-- Aim of the task --
Print the entries below in their entirety, exactly as they are written.

(Items listed in a dataset)
- Opening Delimiter -

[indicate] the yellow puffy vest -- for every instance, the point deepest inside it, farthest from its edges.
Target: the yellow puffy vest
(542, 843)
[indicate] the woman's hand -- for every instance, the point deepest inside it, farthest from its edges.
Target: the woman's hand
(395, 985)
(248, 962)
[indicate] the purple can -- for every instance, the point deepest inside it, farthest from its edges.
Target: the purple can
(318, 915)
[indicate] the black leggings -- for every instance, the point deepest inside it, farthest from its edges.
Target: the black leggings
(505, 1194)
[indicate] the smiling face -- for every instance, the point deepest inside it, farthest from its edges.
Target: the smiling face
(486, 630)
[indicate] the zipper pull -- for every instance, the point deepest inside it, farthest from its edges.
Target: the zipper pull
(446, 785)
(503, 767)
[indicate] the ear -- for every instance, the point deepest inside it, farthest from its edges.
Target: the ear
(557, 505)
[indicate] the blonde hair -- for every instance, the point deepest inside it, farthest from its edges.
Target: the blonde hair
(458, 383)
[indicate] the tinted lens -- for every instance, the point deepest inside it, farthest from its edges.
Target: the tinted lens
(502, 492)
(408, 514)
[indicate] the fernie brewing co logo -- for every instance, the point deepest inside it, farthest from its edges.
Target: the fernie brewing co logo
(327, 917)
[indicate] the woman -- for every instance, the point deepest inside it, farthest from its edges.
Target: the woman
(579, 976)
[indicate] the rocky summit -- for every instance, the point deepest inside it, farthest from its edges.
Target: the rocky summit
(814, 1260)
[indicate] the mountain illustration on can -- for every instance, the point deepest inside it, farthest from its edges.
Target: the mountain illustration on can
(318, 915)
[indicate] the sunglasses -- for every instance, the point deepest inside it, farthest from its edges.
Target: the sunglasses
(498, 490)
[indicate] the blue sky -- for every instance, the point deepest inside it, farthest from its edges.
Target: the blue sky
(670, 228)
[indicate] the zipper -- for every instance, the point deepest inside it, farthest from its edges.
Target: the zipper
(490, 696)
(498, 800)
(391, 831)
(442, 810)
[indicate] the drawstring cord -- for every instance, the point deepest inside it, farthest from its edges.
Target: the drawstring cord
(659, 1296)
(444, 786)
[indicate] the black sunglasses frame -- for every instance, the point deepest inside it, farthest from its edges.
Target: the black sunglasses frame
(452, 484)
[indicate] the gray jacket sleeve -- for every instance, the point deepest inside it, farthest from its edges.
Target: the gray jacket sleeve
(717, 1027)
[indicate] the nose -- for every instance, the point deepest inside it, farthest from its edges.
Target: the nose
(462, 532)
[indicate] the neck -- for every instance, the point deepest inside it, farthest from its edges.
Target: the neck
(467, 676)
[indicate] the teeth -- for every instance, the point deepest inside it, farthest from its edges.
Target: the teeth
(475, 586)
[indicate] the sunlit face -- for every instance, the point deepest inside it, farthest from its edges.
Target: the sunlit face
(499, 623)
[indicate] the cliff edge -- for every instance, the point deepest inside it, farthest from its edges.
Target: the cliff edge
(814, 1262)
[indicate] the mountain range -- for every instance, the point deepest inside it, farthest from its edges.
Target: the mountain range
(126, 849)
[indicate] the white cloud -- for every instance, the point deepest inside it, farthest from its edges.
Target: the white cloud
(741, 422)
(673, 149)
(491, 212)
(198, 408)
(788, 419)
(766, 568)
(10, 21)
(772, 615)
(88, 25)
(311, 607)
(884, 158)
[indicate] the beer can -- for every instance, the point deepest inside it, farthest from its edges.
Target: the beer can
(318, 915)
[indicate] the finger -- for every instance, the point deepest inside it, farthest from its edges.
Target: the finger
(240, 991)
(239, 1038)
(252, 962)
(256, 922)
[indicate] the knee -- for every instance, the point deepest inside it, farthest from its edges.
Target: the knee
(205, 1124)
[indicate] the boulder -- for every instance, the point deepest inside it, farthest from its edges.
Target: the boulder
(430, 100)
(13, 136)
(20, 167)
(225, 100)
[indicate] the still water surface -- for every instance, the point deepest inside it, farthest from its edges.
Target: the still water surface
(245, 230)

- Closing Delimiter -

-- Task result --
[indicate] the yellow puffy vest -- for every instance, the point deepest inside it, farthest from its edges.
Target: the yellow puffy vest
(542, 843)
[indicate] the woman's hand -- for every instance, the point deepest inside it, farthest from its edges.
Target: the woman's hand
(395, 985)
(248, 962)
[indicate] the purple can -- for every instance, the point deepest inside it, farthest from its edges.
Target: the purple can
(318, 915)
[indicate] the black leggings -- for every instance, the point deepest inside it, farthest from its edges.
Target: the black leggings
(505, 1194)
[indicate] the smiling face -- for every instance, the point deepest inside it, farthest from its edges.
Target: the smiling face
(486, 630)
[indicate] the zipper pull -- for every instance, the point deepest inside it, farthest from its edges.
Target: the zipper pull
(446, 785)
(503, 767)
[indicate] the ear -- for every instance, the point deepest inside it, farthest from its edges.
Target: the ear
(557, 505)
[indicate] the blonde hair -- for every instance, the point deepest inside it, farthest from its edges.
Target: the blonde hair
(458, 383)
[indicate] the tinted lens -- for every instance, the point deepest inside it, farthest from its edges.
Target: the tinted lens
(502, 492)
(408, 514)
[indicate] the fernie brewing co logo -- for every instance, the point deepest inside it, farthest from its edges.
Target: the fernie brewing co logo
(327, 917)
[indicate] the woman -- for every instance, the point deepest inside it, farthest from its edges.
Target: the woman
(579, 976)
[indicate] the rocky summit -- for every instance, the point deepest inside it, farthest from its edges.
Target: the rocky summit
(814, 1260)
[indicate] the mountain illustration on can -- for every instance, the point deepest inside it, farthest from its edges.
Target: the mountain illustration on can
(318, 915)
[indicate] the sunglasses -- for every instance, the point deepest inside it, farthest from its edges.
Target: the sunglasses
(498, 490)
[indicate] the blue sky -- for every instance, the point deepest inside it, farthest from its edges.
Target: the blue sky
(670, 228)
[indicate] the zipper -- for every instance, the point deepest inside it, farthest from its edges.
Target: the zipper
(490, 696)
(498, 800)
(391, 831)
(442, 810)
[indicate] the drawstring cord -- for every instance, the point deepest inside it, farthest from its edges.
Target: the drawstring cord
(659, 1296)
(444, 786)
[indicate] the black sunglasses frame -- for every instance, the point deepest inside it, farthest from its edges.
Target: the black sunglasses frame
(452, 484)
[indicate] the gray jacket sleeve -- for every instance, the point deepest inside it, farthest from its edges.
Target: the gray jacket sleeve
(717, 1027)
[indicate] the nose -- for every instance, the point deepest inside it, farthest from its edges.
Target: the nose
(462, 532)
[indicate] the neck -- for every instance, the point deepest inside it, farthest from its edges.
Target: the neck
(467, 676)
[indicate] the teeth -- for every instance, the point deepest inside it, farthest from its edges.
Target: the teeth
(475, 586)
[indicate] the sunlit face -- for every instance, the point deepest inside it, farthest from its edges.
Target: the sunlit face
(499, 623)
[indicate] the cliff edge -- for every instance, the point deepest inside it, farthest from its edges.
Target: the cliff edge
(814, 1262)
[indicate] the mountain range -- for every instance, the point deepest inside it, farthest from its edges.
Target: the mountain range
(126, 849)
[indicate] the white cloud -- for every instance, the point deepest inside it, farthest from its edges.
Target: the white cloud
(741, 422)
(673, 149)
(491, 212)
(198, 408)
(788, 419)
(766, 568)
(10, 21)
(772, 615)
(88, 25)
(311, 607)
(884, 158)
[indicate] the beer can -- for every instance, the point deepest inside it, farthest from its edges.
Target: the beer can
(318, 915)
[indicate] the finger -- for every instance, the point deepest inside it, farthest from its edges.
Target: the finger
(240, 991)
(239, 1038)
(252, 962)
(256, 922)
[indicate] the knee -- for every instance, the point deepest inside it, farthest from its edges.
Target: the knee
(205, 1124)
[indicate] the boulder -- for every instance, the point deepest inside it, farthest from its edges.
Target: the boulder
(430, 100)
(13, 136)
(20, 167)
(225, 100)
[indicate] the still water surface -- for every instance, the point deepest inside it, farthest from its edges.
Target: the still water surface
(245, 230)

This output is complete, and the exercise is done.